§ DIRECTION
Reproduce nothing but the closing run of lines: the line with "Could you identify the shoreline" and each line that follows it to the end of the data.

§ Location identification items
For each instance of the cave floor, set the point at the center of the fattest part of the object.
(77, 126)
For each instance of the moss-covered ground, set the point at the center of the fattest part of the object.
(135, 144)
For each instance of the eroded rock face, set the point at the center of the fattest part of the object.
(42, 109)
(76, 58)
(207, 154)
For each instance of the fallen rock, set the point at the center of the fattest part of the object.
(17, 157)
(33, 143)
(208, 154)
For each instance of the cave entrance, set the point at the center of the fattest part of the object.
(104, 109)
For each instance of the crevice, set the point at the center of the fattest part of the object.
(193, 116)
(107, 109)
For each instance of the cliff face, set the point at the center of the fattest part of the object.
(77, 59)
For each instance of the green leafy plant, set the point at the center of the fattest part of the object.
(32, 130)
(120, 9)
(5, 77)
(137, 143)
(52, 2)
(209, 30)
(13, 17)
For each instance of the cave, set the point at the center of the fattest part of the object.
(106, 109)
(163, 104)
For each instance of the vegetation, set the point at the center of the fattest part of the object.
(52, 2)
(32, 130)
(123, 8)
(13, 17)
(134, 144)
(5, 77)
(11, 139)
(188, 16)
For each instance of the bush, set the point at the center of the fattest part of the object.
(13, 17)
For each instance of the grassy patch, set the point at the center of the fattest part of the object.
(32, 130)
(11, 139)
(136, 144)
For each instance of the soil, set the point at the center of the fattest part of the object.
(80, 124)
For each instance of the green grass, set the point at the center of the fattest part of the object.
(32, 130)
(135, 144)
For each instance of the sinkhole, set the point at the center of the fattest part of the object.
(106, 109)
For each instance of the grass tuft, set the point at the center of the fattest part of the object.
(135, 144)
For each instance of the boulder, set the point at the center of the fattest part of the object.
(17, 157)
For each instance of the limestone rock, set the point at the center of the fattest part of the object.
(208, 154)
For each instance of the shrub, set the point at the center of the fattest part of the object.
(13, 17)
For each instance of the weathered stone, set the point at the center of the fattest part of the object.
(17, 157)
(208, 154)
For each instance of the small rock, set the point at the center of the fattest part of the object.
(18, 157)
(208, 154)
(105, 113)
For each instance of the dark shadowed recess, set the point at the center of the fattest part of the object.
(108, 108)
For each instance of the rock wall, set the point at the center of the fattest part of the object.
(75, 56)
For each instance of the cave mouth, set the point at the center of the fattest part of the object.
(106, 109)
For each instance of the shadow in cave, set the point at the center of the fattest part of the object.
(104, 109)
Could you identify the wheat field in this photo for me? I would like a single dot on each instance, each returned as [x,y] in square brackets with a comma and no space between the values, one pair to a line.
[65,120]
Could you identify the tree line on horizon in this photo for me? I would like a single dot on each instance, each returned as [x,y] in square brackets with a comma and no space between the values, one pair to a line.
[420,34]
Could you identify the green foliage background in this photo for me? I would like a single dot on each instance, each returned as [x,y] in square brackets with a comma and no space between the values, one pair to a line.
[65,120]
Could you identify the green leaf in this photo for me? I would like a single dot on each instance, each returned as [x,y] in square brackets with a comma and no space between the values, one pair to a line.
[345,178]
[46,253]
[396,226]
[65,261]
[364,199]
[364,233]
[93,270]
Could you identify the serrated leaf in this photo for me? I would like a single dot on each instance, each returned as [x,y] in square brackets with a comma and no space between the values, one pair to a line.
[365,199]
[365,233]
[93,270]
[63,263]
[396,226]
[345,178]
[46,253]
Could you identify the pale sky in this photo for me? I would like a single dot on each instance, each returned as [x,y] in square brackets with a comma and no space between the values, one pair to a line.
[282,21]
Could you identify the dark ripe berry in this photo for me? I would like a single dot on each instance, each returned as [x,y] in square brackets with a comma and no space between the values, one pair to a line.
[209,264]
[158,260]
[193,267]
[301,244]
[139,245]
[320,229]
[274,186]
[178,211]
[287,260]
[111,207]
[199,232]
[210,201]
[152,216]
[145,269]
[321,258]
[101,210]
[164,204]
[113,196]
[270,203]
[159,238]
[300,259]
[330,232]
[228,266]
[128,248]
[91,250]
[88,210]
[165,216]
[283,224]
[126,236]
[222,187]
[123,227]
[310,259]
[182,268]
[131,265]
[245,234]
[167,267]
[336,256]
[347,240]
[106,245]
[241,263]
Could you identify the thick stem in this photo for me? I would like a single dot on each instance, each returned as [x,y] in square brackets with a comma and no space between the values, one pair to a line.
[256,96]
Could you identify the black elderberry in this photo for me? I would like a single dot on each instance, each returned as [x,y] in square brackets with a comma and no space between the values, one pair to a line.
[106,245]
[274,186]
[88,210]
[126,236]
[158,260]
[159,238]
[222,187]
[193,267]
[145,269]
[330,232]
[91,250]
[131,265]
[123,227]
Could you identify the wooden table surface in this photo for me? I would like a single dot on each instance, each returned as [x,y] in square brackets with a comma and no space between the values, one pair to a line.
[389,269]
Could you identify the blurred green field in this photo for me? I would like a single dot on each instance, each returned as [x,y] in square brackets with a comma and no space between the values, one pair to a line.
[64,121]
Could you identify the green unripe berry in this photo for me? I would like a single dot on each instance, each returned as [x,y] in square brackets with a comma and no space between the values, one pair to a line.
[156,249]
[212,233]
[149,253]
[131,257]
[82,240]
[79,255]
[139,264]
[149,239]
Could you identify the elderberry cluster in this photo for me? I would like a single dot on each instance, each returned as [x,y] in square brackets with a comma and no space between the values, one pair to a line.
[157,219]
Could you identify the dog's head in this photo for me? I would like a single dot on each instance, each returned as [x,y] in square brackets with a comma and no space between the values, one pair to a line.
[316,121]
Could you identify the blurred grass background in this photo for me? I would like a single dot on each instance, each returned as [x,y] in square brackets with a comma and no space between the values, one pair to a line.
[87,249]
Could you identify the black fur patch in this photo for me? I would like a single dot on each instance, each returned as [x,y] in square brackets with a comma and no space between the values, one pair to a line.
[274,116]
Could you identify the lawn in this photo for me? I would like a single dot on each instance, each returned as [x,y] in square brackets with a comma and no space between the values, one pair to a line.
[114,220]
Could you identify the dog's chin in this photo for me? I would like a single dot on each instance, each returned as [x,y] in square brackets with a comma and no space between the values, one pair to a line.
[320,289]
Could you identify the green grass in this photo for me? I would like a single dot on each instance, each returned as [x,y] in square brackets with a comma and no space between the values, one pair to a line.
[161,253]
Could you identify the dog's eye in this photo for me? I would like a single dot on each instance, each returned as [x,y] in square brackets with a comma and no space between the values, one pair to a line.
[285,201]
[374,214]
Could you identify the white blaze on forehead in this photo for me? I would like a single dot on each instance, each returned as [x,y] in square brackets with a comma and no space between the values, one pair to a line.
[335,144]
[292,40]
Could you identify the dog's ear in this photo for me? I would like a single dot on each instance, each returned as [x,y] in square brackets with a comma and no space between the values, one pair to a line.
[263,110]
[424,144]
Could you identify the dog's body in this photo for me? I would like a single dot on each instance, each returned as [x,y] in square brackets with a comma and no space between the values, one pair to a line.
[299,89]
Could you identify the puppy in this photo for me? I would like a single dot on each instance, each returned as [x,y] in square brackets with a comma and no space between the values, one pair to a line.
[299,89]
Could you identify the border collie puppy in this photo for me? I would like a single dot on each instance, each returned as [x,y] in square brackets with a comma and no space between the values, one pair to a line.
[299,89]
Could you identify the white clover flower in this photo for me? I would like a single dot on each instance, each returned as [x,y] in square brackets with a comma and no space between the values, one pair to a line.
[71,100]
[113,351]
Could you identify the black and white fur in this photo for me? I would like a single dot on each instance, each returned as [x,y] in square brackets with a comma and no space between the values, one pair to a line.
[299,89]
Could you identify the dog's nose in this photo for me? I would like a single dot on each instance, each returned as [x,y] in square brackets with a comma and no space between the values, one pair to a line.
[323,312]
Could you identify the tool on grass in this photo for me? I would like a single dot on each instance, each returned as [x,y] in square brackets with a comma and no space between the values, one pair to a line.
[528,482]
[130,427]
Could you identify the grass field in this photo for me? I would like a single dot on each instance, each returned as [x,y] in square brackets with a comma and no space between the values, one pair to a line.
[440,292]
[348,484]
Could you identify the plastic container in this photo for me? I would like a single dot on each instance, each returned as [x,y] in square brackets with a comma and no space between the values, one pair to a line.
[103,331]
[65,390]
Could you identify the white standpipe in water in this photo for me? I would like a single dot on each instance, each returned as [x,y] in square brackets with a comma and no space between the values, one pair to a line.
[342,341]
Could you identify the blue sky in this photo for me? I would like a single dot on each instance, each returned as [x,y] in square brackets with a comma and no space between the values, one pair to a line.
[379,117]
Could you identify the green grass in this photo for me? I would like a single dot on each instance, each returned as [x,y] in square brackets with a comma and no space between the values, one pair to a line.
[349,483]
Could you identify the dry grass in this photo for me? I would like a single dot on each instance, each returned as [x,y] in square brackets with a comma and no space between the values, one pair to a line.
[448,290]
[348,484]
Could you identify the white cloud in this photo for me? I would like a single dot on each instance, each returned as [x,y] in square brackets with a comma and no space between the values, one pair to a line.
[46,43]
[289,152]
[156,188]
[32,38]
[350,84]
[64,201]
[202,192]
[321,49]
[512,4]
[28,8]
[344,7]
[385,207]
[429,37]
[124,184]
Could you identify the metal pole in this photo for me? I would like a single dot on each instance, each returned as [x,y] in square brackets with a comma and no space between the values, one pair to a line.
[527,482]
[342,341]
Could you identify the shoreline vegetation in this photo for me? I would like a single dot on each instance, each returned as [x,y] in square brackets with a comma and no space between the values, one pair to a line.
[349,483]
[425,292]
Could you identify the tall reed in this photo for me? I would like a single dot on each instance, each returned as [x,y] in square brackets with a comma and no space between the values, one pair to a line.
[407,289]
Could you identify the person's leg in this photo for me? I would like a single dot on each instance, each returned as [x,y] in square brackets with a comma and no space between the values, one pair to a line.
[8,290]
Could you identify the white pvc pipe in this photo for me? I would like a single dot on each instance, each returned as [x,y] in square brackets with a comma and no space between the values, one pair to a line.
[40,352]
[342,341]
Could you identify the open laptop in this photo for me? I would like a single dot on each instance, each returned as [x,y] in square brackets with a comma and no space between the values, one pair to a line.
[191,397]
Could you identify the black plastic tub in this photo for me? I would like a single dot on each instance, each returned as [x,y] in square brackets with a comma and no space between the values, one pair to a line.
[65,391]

§ CORRECT RESPONSE
Could you identify the shoreline vegetation in this photo for me? I would like a single dot on each instance, each returned as [x,y] in square brackets with a comma and no space between the values, one pair to a line.
[349,483]
[425,292]
Could you identify the tall reed in this photo for me? I would like a single dot on each instance, each returned as [x,y] in square brackets with a comma and no space between the values, one pair to a line.
[407,289]
Could you identify the person's leg in this photo for me? I would like a single dot on each instance, each returned as [x,y] in square brackets with a comma and no space between the values, one pair to a line.
[8,290]
Could you identify the white pvc pipe in this photo for me? I would like a single dot on each instance, each returned as [x,y] in square brackets with a comma and no space between the values, one pair to a line.
[40,352]
[342,341]
Could you identify the open laptop in this photo for me? I would like a single dot on each instance, each returned as [x,y] in square brackets with a comma and no space between the values, one pair to a line.
[191,397]
Could you identify the black plastic tub in this photo for me? I would like a single dot on each instance, each returned as [x,y] in square brackets with a comma and no space between the values, one pair to a line.
[65,391]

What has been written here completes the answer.